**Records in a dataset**

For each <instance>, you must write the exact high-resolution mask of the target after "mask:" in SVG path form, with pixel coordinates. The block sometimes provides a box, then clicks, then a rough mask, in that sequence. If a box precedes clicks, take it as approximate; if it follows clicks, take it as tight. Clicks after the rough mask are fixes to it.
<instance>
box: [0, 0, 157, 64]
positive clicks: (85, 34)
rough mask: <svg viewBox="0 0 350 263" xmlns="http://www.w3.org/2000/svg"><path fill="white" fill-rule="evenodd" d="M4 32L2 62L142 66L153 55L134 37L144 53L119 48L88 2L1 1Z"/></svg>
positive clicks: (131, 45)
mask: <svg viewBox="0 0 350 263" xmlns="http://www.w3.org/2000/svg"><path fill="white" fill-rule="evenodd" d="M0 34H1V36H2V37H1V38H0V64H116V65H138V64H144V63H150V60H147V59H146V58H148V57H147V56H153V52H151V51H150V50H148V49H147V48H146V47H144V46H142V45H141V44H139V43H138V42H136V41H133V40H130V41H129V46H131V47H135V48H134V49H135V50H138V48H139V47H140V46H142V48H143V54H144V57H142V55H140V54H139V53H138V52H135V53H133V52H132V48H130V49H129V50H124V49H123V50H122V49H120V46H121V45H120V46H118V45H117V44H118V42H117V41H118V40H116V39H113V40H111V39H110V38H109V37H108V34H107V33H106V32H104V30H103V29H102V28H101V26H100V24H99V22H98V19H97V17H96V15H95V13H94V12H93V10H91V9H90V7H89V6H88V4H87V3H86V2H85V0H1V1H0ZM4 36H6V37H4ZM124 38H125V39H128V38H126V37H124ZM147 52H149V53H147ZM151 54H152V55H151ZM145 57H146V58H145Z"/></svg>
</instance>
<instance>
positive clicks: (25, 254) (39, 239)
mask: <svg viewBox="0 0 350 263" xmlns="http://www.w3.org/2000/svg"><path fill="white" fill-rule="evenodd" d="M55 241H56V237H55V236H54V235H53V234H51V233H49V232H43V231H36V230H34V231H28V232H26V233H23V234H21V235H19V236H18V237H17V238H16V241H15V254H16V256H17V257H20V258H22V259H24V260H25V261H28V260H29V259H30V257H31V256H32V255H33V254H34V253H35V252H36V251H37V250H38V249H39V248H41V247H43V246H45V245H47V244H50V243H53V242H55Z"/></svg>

**EXERCISE**
Rewrite the material from the line with "</instance>" up to and including the line with "positive clicks: (25, 254) (39, 239)", changing "positive" to "negative" and leaving everything else as it is.

**ANSWER SPACE**
</instance>
<instance>
negative clicks: (25, 254) (39, 239)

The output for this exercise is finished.